The Seventh Seal
Det sjunde inseglet
Writer
& Director ~ Ingmar Bergman
1957,
Sweden
Stars ~ Max
von Sydow, Gunnar Björnstrand, Bengt Ekerot, Nils Poppe
His seventeenth film, Ingmar Bergman’s
‘The Seventh Seal’ was adapted from his own play ‘The Wood Painting’
(‘Trämålning’,1953/1954) which he wrote for an actor’s workshop as director
of the Malmö City Theatre. The title ‘The Seventh Seal’ refers to a
passage from the Book of Revelation: "And
when the Lamb had opened the seventh seal, there was silence in heaven about
the space of half an hour." (Revelation 8:1) In
Bergman’s original play, Death is represented by silence, but Death here is
personified by Bengt Ekerot, coming for a knight on his way home from The
Crusades. But the knight, played by Max Von Sydow, challenges Death to a game
of chess for a delay until he can find meaning.
The influences on the film range
from Picasso, Shakespeare, the frescoes at Härkeberga church and his upbringing
in a devout Christian household, his father being a rector. A religiously
themed film running on symbolism, ‘The Seventh Seal’ is the tonal opposite
of Jodorowdy’s ‘The Holy Mountain’, which feels like a film made by a
very naughty boy. Instead, Bergman’s vision is playful, clear, pristine,
austere, mature, aided by the high contrast black and white. The seriousness of
intent and purposeful staginess is the stuff of endless parodies, but there is
a confidence here and a surprising humanity that immediately disarms. There’s a
lot of lolling around in love and contemplation. The tone is that of a fairy
tale being treated to the veracity of a historical drama, although its historical
accuracy is erratic: for example, The Crusades were before The Black Death, and
witch persecutions in Sweden came much later. But its strength as allegory is
not in doubt, and Bergman’s magic touch is in its surety in making such
potentially humourless premise easy entertainment.

#### [DATA]
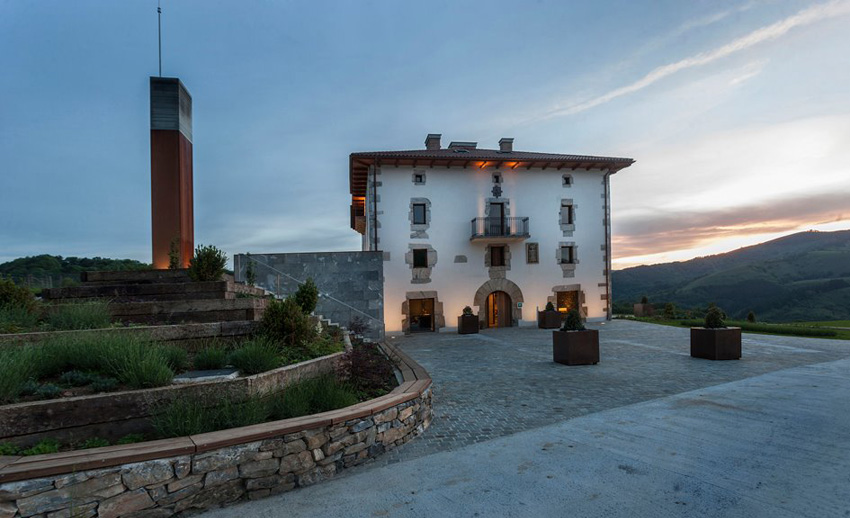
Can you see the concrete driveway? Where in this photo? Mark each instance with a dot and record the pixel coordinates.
(648, 431)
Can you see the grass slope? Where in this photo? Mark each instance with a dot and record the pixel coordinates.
(800, 277)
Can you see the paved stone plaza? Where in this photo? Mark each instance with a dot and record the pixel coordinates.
(649, 431)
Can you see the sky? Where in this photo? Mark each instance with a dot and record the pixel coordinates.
(737, 112)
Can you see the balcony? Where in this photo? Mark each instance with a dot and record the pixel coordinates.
(499, 229)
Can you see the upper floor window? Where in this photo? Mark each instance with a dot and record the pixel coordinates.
(532, 253)
(567, 213)
(419, 214)
(420, 258)
(497, 256)
(568, 255)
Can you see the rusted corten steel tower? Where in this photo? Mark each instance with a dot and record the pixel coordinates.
(172, 220)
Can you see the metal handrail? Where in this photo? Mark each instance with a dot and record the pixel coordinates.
(499, 227)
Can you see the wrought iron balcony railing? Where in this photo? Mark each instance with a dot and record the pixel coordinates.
(503, 228)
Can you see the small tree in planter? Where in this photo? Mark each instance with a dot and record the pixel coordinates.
(715, 341)
(573, 344)
(549, 318)
(467, 323)
(644, 309)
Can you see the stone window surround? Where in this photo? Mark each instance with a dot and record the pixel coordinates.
(420, 173)
(569, 287)
(420, 275)
(439, 317)
(567, 228)
(497, 272)
(537, 252)
(567, 268)
(418, 230)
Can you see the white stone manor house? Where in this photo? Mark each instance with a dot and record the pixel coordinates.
(499, 230)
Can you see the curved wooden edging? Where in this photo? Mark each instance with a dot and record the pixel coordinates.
(415, 384)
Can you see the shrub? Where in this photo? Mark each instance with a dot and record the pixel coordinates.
(255, 356)
(572, 322)
(367, 370)
(211, 358)
(182, 417)
(76, 379)
(359, 325)
(7, 448)
(284, 322)
(80, 315)
(45, 446)
(714, 318)
(207, 264)
(307, 296)
(47, 391)
(17, 367)
(174, 254)
(313, 396)
(101, 384)
(250, 273)
(17, 296)
(176, 357)
(17, 319)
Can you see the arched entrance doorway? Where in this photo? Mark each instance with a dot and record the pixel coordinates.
(499, 312)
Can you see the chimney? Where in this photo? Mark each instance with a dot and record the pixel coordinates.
(432, 141)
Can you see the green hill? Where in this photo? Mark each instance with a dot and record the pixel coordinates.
(51, 270)
(803, 276)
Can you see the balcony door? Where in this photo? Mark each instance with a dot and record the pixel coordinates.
(496, 220)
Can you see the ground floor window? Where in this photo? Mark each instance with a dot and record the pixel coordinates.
(421, 315)
(567, 300)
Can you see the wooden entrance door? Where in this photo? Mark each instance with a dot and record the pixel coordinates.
(421, 315)
(499, 309)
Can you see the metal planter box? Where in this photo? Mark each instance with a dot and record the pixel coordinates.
(467, 324)
(716, 344)
(576, 347)
(548, 319)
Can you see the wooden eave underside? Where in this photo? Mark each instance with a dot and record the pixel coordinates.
(359, 166)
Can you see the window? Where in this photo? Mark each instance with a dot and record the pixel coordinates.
(420, 258)
(497, 256)
(419, 214)
(566, 213)
(532, 253)
(568, 255)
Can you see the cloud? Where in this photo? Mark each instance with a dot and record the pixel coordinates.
(771, 32)
(666, 231)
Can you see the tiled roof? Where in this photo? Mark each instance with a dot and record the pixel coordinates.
(488, 154)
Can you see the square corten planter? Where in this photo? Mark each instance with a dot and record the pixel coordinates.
(548, 319)
(467, 324)
(576, 347)
(716, 344)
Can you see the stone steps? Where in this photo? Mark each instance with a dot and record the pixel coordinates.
(189, 311)
(151, 292)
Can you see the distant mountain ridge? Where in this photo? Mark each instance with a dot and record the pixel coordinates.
(804, 276)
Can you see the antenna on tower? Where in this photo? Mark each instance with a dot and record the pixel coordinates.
(159, 33)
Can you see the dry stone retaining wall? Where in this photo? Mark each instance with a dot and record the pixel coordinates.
(177, 476)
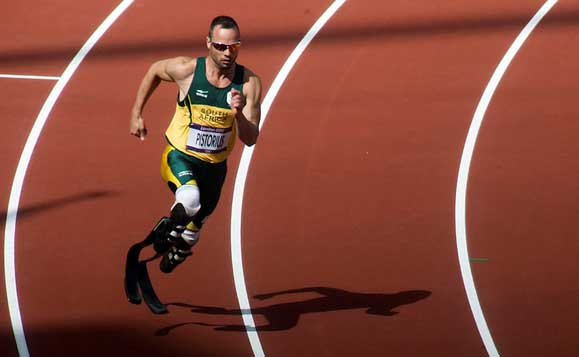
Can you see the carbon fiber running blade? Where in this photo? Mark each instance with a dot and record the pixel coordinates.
(132, 274)
(151, 299)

#### [TASK LIST]
1. Name every influence on the film that the review of The Seventh Seal lists.
2. Rewrite the stretch of the listing from the line containing "Can you see the antenna" through the end of the listing, putting "image" in place of "photo" and changing nothing else. Leave the pictures out.

#### [SOLUTIONS BY TASK]
1.
- Picasso
- Shakespeare
- the frescoes at Härkeberga church
- his upbringing in a devout Christian household

2.
Can you see the antenna on tower? Where in this image? Mark each instance with a dot and record the pixel coordinates.
(159, 33)
Can you see the dry stone retaining wall? Where in this image? Mark each instance with a dot and record the pixel coordinates.
(177, 476)
Can you see the carbon fiber running blade? Where in this image? Mark each instance with a dot and record the pixel coordinates.
(132, 274)
(151, 299)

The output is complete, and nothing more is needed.